# Testo da leggere
L’art. 648ter.1 c.p.– che prevede il delitto di autoriciclaggio – è stato introdotto dall’art. 3 comma 3 della Legge n. 186 del 2014, nel più ampio contesto di aggiornamento legislativo che ha previsto oltre alle disposizioni in materia di autoriciclaggio, anche “Misure per l'emersione e il rientro di capitali detenuti all'estero nonché per il potenziamento della lotta all'evasione fiscale”.
Tale provvedimento, necessitato anche da pressioni sovranazionali di uniformità del diritto penale all’interno dell’Unione Europea, era volto a colmare una lacuna nel nostro sistema, essendo in precedenza punibile per il codice penale soltanto la condotta di riciclaggio (ovvero di ricettazione o reimpiego) perpetrata dal terzo estraneo al reato presupposto, stante l’operatività della clausola di sussidiarietà di cui agli artt. 648, 648bis e 648ter c.p. La novella, dunque, ha eliminato il cd. “privilegio di autoriciclaggio” che opera in relazione ai delitti di riciclaggio e impiego di denaro, beni e utilità di provenienza illecita. In ragione dell'espressa clausola contenuta nelle fattispecie criminose da ultimo citate (“fuori dei casi di concorso nel reato”), infatti, veniva esclusa la possibilità per l'autore del reato da cui derivano proventi illeciti, di rispondere, altresì, per le successive attività di riutilizzo od occultamento degli stessi.
La previsione di distinte fattispecie in materia di riciclaggio, contraddistinte tra loro dalla diversità di condotta, oggetto e autore del delitto, costituisce un unicum nel panorama europeo, infatti, in altri ordinamenti è previsto un unico reato idoneo a reprimere indistintamente le condotte riciclatorie.

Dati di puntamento

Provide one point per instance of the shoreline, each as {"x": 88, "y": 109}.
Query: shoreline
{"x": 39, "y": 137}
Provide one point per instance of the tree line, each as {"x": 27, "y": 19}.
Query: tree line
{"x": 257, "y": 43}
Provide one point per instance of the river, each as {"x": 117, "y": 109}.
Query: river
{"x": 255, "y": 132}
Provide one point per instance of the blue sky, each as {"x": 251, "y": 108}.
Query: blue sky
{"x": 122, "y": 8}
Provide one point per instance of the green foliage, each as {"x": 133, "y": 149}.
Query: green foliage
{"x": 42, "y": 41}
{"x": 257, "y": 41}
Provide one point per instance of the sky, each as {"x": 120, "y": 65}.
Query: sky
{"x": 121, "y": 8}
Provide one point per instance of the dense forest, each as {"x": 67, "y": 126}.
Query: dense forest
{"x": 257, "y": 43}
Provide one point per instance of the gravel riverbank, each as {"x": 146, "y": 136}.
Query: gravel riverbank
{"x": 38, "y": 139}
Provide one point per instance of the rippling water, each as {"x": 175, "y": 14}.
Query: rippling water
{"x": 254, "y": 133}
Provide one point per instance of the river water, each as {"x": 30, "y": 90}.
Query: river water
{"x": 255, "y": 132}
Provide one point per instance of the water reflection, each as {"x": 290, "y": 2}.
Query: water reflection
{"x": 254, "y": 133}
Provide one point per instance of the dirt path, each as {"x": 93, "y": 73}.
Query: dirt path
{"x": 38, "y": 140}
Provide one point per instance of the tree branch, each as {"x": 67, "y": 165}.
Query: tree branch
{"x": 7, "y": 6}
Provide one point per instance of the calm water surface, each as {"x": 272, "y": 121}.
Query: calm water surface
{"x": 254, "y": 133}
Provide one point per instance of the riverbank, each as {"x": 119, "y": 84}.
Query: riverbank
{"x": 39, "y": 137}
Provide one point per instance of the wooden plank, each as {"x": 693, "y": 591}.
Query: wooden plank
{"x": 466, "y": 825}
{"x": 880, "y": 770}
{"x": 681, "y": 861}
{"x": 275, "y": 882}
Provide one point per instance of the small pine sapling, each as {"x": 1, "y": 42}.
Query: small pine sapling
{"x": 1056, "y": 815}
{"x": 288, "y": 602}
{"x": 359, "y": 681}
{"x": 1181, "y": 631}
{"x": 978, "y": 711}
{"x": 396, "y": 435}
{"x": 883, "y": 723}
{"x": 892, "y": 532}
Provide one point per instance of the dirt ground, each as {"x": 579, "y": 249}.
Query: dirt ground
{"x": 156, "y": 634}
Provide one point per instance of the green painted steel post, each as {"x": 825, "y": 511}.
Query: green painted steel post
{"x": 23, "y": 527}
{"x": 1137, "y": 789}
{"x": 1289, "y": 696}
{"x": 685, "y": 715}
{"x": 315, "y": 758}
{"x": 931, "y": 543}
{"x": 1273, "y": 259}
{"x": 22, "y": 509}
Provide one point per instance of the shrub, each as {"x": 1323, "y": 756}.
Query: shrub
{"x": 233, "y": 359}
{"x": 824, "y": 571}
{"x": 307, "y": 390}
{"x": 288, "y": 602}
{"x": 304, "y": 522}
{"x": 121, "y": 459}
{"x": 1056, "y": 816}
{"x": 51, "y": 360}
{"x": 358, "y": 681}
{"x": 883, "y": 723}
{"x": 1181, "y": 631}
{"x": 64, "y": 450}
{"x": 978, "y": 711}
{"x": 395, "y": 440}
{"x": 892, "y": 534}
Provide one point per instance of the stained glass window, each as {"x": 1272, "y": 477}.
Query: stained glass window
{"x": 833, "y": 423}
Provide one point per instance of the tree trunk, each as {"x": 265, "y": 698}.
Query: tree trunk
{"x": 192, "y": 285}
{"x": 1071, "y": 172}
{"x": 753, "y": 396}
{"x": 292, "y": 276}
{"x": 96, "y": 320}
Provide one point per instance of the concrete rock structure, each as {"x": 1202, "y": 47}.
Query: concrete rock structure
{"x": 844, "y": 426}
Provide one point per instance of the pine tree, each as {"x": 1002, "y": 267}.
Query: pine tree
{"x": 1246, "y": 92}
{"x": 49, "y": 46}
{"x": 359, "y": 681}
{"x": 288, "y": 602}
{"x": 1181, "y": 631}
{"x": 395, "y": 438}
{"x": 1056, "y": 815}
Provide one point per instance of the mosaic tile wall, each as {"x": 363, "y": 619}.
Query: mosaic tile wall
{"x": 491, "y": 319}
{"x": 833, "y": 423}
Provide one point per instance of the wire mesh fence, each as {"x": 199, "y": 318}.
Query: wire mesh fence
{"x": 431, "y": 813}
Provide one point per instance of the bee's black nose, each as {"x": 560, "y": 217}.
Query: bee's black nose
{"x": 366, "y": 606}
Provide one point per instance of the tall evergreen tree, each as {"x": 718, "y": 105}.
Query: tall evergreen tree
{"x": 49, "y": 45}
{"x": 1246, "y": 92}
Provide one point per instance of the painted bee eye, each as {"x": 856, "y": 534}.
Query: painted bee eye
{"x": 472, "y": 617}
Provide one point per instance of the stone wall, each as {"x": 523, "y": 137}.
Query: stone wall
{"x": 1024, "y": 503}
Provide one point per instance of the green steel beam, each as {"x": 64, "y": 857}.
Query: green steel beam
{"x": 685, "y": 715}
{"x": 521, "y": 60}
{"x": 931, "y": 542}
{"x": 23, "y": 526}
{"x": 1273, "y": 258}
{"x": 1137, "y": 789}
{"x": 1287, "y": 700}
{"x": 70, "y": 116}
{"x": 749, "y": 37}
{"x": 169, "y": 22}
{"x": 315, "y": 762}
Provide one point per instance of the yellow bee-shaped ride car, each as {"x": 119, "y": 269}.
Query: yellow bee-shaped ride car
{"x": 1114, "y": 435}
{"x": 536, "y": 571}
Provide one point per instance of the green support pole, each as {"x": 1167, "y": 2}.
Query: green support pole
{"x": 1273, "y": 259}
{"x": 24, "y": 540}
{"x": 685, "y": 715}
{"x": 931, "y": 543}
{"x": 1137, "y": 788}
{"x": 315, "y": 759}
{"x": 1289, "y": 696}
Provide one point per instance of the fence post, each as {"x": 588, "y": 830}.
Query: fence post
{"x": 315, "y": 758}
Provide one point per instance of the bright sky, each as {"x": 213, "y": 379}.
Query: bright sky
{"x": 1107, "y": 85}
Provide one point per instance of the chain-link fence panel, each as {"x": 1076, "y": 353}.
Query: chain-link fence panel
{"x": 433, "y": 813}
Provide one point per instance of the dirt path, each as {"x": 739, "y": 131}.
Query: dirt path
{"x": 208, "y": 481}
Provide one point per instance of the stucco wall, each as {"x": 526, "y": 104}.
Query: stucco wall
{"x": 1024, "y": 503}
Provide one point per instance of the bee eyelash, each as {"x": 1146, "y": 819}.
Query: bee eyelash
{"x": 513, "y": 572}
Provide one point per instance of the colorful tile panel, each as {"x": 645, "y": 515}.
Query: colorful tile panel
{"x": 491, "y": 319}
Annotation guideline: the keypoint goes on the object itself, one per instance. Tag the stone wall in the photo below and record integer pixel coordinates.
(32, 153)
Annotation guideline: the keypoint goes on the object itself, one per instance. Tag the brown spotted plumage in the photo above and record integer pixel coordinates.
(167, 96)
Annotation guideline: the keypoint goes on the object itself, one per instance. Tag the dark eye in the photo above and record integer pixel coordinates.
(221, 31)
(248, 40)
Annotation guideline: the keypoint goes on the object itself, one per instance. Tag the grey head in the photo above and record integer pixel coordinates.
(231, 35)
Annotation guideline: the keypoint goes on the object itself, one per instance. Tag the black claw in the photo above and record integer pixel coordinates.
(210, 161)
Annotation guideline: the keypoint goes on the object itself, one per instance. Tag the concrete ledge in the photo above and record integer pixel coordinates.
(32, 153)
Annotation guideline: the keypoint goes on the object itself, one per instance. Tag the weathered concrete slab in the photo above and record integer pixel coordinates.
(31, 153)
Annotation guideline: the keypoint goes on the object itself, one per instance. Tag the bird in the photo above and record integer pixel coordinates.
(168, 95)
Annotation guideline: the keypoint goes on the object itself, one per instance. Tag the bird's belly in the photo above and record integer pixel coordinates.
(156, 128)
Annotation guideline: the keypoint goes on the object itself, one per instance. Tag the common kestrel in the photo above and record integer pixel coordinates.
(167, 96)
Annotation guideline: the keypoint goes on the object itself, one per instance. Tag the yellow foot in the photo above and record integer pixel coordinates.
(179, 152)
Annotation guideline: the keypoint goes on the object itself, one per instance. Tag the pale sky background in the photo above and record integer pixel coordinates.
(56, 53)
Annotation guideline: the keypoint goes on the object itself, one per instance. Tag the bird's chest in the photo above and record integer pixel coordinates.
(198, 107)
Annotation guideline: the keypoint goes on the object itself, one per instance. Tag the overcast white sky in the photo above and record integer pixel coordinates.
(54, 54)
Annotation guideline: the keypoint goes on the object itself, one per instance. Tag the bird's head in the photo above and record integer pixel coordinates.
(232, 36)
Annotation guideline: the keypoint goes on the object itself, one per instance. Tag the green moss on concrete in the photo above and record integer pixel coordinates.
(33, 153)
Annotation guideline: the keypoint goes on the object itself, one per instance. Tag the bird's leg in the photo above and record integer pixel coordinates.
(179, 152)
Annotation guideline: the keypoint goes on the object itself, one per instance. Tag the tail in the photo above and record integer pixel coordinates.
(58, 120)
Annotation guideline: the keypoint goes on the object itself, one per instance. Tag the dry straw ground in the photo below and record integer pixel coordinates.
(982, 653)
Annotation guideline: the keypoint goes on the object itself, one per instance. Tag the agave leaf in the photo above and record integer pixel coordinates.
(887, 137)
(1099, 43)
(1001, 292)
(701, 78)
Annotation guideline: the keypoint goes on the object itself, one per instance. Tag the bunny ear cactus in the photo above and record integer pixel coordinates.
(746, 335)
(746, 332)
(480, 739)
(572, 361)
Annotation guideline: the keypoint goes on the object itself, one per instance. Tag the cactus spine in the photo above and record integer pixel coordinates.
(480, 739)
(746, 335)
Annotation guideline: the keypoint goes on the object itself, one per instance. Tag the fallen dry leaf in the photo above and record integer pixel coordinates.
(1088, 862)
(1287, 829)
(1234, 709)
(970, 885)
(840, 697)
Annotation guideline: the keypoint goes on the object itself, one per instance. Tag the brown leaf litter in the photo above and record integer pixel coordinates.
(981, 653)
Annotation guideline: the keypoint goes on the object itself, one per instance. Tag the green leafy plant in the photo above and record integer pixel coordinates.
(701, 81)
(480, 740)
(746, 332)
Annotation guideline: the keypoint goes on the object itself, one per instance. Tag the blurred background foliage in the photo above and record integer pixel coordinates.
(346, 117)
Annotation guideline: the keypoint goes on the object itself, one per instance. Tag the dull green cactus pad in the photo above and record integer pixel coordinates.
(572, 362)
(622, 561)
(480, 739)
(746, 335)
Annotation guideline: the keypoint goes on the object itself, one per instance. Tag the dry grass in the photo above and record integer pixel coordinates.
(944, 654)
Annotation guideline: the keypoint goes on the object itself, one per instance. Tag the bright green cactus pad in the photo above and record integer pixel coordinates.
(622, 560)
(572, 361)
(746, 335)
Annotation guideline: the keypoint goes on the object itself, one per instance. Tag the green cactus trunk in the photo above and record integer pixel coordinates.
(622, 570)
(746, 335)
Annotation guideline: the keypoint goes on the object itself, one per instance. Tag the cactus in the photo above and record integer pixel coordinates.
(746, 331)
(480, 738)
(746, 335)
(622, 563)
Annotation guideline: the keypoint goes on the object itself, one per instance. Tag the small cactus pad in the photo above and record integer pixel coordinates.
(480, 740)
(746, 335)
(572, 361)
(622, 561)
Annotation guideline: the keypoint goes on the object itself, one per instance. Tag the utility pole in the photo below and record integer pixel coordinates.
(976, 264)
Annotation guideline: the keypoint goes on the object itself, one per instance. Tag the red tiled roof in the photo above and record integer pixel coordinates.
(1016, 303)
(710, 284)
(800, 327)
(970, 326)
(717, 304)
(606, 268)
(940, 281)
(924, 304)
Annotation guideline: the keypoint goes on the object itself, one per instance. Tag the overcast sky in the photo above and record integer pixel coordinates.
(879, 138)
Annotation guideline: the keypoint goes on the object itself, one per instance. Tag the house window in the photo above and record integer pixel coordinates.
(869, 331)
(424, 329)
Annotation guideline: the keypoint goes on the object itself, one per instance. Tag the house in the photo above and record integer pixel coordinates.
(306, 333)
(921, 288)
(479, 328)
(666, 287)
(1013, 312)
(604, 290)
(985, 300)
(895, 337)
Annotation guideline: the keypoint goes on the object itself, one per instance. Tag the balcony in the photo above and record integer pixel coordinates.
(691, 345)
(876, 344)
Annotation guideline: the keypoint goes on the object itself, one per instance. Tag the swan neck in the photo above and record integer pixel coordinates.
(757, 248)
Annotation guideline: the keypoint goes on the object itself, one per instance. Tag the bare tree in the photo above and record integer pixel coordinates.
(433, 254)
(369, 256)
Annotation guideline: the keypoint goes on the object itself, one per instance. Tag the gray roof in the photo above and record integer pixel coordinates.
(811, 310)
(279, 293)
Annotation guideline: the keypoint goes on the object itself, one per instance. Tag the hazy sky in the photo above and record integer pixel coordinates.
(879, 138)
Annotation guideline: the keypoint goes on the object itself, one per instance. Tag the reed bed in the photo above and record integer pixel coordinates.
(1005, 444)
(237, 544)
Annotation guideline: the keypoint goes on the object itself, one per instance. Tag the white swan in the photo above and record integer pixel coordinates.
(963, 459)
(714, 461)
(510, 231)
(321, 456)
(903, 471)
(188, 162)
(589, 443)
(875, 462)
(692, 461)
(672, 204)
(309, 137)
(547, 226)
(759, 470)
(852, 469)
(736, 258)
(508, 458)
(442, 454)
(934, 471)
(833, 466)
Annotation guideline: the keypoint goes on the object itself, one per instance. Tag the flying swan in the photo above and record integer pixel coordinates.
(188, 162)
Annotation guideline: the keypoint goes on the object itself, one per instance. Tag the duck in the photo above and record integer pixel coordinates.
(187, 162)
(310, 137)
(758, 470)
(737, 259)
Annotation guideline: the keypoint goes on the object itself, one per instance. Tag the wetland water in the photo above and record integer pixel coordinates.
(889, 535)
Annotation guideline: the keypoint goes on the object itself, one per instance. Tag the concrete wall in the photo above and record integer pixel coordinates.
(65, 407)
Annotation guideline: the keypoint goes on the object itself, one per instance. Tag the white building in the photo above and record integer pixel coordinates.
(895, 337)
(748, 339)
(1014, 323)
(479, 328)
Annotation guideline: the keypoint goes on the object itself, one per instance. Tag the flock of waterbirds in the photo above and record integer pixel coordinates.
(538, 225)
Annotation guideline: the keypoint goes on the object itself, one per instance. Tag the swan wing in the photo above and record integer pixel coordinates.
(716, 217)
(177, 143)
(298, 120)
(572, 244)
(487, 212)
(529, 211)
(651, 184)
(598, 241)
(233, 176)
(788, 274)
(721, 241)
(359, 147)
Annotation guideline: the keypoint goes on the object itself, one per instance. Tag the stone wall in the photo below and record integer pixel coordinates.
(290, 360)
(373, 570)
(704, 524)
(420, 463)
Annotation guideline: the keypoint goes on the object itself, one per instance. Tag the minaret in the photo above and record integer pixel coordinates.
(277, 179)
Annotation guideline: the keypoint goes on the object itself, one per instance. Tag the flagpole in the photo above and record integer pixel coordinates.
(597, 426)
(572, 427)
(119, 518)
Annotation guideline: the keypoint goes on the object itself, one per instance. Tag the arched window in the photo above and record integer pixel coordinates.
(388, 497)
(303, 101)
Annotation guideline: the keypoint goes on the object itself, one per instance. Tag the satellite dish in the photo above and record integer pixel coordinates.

# Problema da risolvere
Ricopia dal testo sull'autoriciclaggio il passo che comincia con "La previsione di" e termina con "le condotte riciclatorie.".

# Ecco la soluzione
La previsione di distinte fattispecie in materia di riciclaggio, contraddistinte tra loro dalla diversità di condotta, oggetto e autore del delitto, costituisce un unicum nel panorama europeo, infatti, in altri ordinamenti è previsto un unico reato idoneo a reprimere indistintamente le condotte riciclatorie.